_Supplied records_
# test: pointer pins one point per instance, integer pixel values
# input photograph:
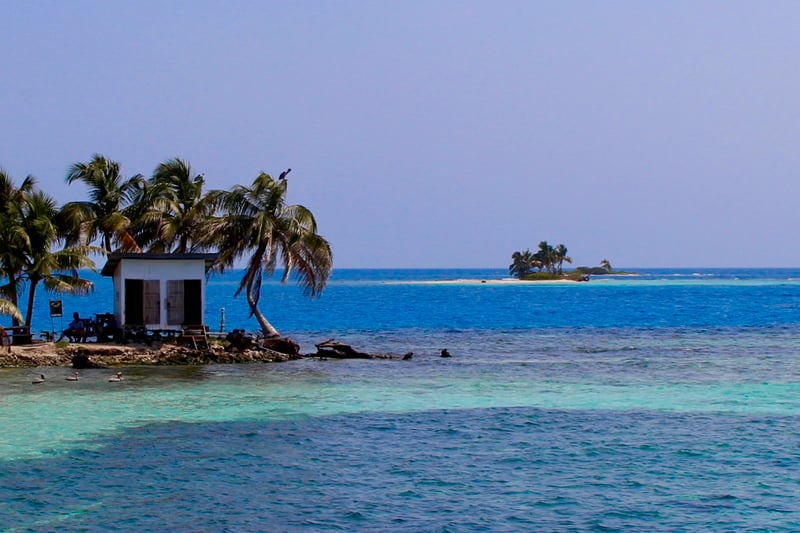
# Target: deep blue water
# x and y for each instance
(666, 401)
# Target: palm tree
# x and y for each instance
(7, 307)
(181, 205)
(56, 269)
(14, 240)
(257, 224)
(546, 256)
(522, 263)
(109, 194)
(560, 255)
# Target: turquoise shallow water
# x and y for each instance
(668, 401)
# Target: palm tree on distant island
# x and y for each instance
(256, 223)
(522, 263)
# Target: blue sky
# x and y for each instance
(441, 133)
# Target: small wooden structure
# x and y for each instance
(159, 291)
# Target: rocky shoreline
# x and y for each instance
(113, 355)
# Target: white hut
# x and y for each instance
(159, 291)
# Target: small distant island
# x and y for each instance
(546, 264)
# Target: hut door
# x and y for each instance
(134, 311)
(175, 302)
(193, 298)
(152, 302)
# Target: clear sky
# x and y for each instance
(437, 133)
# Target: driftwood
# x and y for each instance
(339, 350)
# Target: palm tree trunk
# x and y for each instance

_Exercise objective_
Wherever the string "distant" appears in the entries above, return the line it appears on.

_Result of this task_
# Target: palm tree on distant island
# Target: small distant island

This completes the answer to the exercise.